Trecho do texto
● ● ● ● ●
SÓ QUE como todo mundo sabe, o clima nos Beatles, e em especial na Apple, estava pela hora da morte, com todo mundo brigando e, em especial, Paul McCartney irritadíssimo com o fato de ter que engolir Allen Klein no controle dos negócios do grupo. Allen, tido como empresário espertalhão e cumpridor cruel da pequenas cláusulas de qualquer contrato, tinha (vá lá) uma missão espinhosa pela frente: organizar a Apple, fazer o dinheiro aparecer nos cofres do grupo e garantir uma gestão mais interessante para a banda. Demitiu a maior galera e foi colocando seu pessoal no lugar.

PAUL, que queria os parentes da mulher Linda (os Eastman) no controle da banda, detestou ter que trabalhar com Klein, que viera para o grupo por ideia de Lennon e fora aceito por todos os colegas. Para aumentar seu desgosto, Lee e John Eastman, pai e irmão, respectivamente, de Linda, não conseguiram ficar nem como advogados do grupo – Klein limou ambos.

FOI KLEIN, por sinal, quem ajudou a desencavar o projeto de Get back, disco-filme engavetado que depois ganharia o nome de Let it be, e cuja produção tinha sido cenário de várias brigas entre os quatro beatles. Allen ainda continuou tendo poder até mesmo sobre as carreiras solo dos quatro, já que Paul, para poder sair da banda, precisou processar os colegas (que depois processaram-se mutuamente).

EM ENTREVISTAS, entre o surgimento de Klein na vida beatle e o lançamento de All things must pass, Harrison dizia que tinha percebido que “qualquer pessoa poderia ser Lennon & McCartney”, e via que a solução para os Beatles era aceitar que se tratava de uma banda formada por quatro pessoas, e não apenas um grupo dominado por dois caras. “Tudo que temos a fazer é aceitar que somos indivíduos e que temos temos tanto potencial quanto cada um”, afirmava. Dizia também que se dava bem com Lennon e Ringo e “fazia o possível” para viver bem com Paul, seu ex-colega de escola.

AINDA ASSIM, All things must pass pode ser considerado um produto direto de Klein, apenas pela entrada na produção de Phil Spector, que produzira Let it be (e cujos arranjos de cordas em The long and winding road fizeram Paul McCartney escrever uma carta furibunda ao empresário). Phil foi à mansão de Harrison (a gótica Friar Park) escutar o material do disco e ficou bastante impressionado. Só disse que (compreensivelmente) o recital do beatle foi “interminável”, dada a quantidade de material acumulado.

SPECTOR, um produtor que costumava andar armado (e comparecia ao estúdio com um berro no bolso), não foi, evidentemente, uma figura que trouxe muita estabilidade às gravações. Bebia bastante antes da maratona de estúdio, e muitas vezes deixava Harrison cuidando do disco sozinho. Numa ocasião, caiu no chão no meio do trabalho e quebrou o braço. Acabou afastado.
● ● ● ● ●
Conjunto de registros
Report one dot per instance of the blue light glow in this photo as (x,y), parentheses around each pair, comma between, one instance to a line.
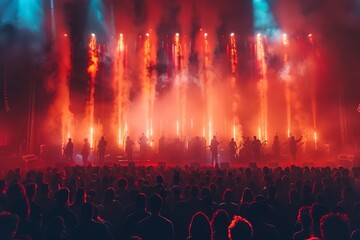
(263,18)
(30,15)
● ● ● ● ●
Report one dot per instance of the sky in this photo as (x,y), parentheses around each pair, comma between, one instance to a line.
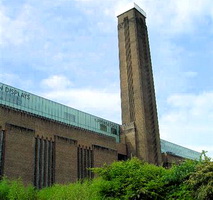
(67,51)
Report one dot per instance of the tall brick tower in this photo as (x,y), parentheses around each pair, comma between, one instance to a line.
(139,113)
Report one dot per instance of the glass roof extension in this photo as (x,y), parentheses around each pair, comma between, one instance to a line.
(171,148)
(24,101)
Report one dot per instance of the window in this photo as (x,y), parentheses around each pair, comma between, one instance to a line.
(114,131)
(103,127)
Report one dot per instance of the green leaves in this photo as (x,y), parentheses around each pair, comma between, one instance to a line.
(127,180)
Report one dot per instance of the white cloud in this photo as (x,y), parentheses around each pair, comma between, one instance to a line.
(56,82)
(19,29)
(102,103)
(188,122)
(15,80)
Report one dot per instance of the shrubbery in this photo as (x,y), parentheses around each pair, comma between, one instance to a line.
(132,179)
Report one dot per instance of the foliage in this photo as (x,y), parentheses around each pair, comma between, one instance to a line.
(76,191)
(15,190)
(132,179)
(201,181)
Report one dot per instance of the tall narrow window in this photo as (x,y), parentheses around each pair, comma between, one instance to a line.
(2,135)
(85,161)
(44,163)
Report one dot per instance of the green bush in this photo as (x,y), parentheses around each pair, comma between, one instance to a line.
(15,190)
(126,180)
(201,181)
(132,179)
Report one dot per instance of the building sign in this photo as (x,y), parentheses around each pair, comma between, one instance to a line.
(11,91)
● ● ● ● ●
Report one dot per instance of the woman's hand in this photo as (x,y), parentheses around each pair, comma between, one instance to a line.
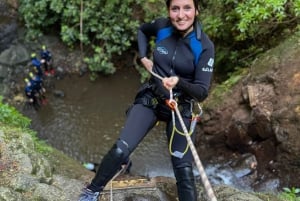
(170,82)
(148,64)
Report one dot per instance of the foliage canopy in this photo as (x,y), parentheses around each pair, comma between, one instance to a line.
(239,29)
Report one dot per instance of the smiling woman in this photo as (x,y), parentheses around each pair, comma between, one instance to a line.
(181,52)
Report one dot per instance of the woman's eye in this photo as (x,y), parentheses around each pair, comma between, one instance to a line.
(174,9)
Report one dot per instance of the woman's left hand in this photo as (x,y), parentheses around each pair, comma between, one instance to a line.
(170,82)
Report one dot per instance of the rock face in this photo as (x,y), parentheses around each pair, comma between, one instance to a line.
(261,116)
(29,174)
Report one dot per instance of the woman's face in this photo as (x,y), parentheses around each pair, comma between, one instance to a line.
● ● ● ● ●
O que fazer
Dê continuidade ao texto sobre os Beatles, Allen Klein e a gravação de All things must pass, começando logo após a última frase. As linhas não têm nenhum papel aqui.

Resultado abaixo
MÃE. Harrison precisou interromper as gravações do disco em alguns momentos para visitar sua mãe, que estava com câncer, e muito doente. Louise Harrison morreu em  7 de julho de 1970, aos 59 anos.

ALIÁS E A PROPÓSITO, o trabalho demorado e as interrupções nas gravações preocuparam a EMI, que dada altura, achou que o disco estava ficando caro demais. Acredita-se que as gravações tenham ido de maio a outubro de 1970, apesar da EMI não ter registros detalhados da data. Testemunhas dizem que possivelmente a pré-produção começou em 20 de maio de 1970, no mesmo dia da estreia mundial do filme Let it be.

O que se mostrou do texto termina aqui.